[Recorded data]
*** Block opens ***

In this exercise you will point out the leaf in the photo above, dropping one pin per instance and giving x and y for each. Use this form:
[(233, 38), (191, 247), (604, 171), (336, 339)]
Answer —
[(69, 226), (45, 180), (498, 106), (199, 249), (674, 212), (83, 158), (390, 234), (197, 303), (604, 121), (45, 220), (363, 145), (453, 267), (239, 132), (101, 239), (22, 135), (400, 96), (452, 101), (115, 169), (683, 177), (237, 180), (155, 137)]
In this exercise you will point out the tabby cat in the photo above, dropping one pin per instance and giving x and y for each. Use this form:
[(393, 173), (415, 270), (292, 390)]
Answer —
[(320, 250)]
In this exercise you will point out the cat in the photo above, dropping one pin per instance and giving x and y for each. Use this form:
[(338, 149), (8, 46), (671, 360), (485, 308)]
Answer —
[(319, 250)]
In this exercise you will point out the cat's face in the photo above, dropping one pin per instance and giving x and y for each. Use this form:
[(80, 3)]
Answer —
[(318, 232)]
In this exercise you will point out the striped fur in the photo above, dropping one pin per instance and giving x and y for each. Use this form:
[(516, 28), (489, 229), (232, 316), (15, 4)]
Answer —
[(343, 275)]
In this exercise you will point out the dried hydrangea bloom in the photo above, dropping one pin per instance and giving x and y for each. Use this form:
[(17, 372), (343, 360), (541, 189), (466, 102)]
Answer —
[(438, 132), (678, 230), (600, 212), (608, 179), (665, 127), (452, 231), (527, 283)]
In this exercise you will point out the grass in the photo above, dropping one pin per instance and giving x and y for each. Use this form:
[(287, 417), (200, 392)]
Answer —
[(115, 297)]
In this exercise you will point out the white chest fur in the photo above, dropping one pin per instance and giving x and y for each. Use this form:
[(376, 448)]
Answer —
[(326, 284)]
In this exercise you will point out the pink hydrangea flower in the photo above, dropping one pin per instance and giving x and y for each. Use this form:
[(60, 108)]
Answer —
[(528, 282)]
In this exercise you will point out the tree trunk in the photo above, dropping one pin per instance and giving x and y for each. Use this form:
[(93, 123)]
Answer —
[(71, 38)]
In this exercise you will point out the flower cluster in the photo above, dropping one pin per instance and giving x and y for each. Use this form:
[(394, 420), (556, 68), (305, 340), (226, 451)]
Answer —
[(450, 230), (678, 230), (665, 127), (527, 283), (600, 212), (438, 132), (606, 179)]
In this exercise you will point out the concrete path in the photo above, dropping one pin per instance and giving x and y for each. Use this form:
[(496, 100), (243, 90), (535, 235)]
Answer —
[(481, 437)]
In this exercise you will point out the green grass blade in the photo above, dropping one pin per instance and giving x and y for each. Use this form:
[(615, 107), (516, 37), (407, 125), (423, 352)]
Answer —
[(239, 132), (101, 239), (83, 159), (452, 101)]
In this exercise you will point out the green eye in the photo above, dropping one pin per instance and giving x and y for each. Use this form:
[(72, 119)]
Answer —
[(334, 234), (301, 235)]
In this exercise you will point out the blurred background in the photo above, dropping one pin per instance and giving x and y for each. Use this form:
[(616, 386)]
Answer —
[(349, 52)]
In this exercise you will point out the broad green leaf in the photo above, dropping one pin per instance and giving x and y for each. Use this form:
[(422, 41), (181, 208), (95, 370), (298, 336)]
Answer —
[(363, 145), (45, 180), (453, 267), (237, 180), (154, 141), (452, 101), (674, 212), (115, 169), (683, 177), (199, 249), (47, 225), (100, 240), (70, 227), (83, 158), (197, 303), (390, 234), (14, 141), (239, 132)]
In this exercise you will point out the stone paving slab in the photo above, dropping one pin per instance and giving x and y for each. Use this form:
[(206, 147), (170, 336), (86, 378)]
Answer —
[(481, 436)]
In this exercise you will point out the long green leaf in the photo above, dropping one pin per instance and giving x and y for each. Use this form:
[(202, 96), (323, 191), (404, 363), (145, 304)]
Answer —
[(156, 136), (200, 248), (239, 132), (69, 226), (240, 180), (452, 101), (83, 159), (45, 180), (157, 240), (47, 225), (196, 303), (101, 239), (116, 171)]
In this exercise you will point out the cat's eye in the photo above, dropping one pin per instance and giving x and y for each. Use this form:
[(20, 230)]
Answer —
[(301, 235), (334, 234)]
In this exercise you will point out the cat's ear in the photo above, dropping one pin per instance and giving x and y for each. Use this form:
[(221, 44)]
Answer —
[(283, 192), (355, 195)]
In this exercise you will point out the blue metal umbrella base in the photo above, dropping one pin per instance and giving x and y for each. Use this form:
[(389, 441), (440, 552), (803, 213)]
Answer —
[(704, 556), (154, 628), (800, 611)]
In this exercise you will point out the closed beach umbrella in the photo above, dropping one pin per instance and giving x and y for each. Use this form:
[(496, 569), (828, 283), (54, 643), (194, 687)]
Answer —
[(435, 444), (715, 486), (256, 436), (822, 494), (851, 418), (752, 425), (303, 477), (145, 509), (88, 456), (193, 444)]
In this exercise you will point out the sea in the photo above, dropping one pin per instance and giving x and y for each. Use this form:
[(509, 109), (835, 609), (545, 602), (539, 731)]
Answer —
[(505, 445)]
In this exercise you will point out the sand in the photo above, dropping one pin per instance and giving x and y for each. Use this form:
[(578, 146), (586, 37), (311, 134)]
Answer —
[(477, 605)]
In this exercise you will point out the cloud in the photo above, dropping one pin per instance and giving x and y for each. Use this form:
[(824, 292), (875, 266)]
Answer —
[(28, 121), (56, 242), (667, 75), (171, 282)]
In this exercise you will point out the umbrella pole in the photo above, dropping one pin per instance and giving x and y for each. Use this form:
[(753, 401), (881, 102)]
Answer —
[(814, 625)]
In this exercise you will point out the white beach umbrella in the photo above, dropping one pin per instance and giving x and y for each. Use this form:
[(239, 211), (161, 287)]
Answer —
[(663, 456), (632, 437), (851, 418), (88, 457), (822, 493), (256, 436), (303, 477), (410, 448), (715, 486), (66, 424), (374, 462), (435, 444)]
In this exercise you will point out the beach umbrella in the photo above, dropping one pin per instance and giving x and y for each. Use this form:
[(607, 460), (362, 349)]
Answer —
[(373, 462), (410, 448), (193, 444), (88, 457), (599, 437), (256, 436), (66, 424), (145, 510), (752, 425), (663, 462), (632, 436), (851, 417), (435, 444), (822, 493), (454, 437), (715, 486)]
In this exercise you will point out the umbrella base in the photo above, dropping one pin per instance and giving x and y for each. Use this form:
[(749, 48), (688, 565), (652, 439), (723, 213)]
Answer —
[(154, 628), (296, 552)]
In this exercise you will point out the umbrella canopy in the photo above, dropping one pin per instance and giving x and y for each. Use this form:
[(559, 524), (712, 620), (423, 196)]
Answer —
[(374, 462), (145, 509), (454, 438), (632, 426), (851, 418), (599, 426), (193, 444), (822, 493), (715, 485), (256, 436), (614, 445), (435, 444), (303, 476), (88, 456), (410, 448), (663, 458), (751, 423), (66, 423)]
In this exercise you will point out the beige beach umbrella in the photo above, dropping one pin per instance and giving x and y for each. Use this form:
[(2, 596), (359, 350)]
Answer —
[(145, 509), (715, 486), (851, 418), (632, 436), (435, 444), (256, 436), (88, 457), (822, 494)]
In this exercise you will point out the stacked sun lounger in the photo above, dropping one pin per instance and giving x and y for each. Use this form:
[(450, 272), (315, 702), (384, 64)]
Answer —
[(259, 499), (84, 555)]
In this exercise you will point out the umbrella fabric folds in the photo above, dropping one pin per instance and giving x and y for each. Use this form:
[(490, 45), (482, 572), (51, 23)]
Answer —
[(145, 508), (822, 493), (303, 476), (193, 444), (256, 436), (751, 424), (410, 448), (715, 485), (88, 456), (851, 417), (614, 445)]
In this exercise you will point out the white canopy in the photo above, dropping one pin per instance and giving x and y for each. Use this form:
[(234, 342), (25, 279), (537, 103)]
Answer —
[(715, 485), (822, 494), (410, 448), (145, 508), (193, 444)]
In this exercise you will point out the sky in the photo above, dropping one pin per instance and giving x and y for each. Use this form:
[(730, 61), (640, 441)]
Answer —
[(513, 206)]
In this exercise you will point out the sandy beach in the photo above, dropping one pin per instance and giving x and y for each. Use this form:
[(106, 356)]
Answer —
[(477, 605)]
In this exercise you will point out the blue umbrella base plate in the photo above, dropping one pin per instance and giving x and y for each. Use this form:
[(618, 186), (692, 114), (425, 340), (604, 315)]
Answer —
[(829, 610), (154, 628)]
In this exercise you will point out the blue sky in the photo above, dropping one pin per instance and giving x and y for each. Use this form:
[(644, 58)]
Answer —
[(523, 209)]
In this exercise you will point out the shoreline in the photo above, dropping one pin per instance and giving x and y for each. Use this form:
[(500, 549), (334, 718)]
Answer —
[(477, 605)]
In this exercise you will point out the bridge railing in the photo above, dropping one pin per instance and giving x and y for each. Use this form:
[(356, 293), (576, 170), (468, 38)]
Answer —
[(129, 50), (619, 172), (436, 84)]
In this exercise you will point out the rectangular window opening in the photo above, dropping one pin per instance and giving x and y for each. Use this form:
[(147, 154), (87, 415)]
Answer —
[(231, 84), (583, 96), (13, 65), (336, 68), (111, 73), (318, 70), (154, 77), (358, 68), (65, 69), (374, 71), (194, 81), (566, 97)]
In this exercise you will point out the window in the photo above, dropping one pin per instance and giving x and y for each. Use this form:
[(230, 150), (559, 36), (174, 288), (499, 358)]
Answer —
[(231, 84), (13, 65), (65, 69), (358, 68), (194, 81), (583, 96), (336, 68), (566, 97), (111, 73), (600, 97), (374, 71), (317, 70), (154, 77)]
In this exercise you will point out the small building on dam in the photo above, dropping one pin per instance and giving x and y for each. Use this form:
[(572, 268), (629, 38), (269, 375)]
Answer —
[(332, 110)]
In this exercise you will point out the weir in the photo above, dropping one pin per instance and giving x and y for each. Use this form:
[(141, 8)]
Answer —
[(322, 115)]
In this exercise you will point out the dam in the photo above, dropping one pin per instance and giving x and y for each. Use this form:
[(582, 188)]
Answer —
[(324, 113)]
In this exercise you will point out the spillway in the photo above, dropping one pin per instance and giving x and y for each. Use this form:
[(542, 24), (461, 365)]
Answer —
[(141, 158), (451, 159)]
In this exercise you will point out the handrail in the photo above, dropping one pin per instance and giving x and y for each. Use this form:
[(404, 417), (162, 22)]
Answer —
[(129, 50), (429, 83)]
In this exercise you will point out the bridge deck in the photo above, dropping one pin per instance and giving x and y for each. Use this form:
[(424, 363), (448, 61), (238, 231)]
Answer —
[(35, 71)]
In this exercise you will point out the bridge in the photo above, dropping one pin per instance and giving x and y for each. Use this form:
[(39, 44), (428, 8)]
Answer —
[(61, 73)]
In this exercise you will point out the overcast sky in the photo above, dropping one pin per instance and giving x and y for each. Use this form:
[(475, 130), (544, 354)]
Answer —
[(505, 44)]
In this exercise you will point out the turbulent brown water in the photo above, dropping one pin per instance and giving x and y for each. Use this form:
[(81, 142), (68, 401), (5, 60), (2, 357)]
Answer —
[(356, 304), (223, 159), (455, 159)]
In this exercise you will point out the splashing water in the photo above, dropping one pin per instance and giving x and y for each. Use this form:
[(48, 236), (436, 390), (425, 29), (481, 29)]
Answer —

*** Block closes ***

Scan the entries above for the line containing "[(424, 363), (448, 61), (238, 231)]", and copy it and all lines after it exactly, down to and including the line containing "In this exercise you will point out the overcast".

Solution to this problem —
[(424, 363), (448, 61), (238, 231)]
Answer —
[(35, 71)]
In this exercise you will point out the bridge in the photo above, dropping one pin per instance and giving x and y for each. Use this form:
[(39, 44), (428, 8)]
Answer —
[(61, 73)]
In this exercise you will point out the overcast sky in the photo above, dropping one pin per instance and giving x and y for each. Use this form:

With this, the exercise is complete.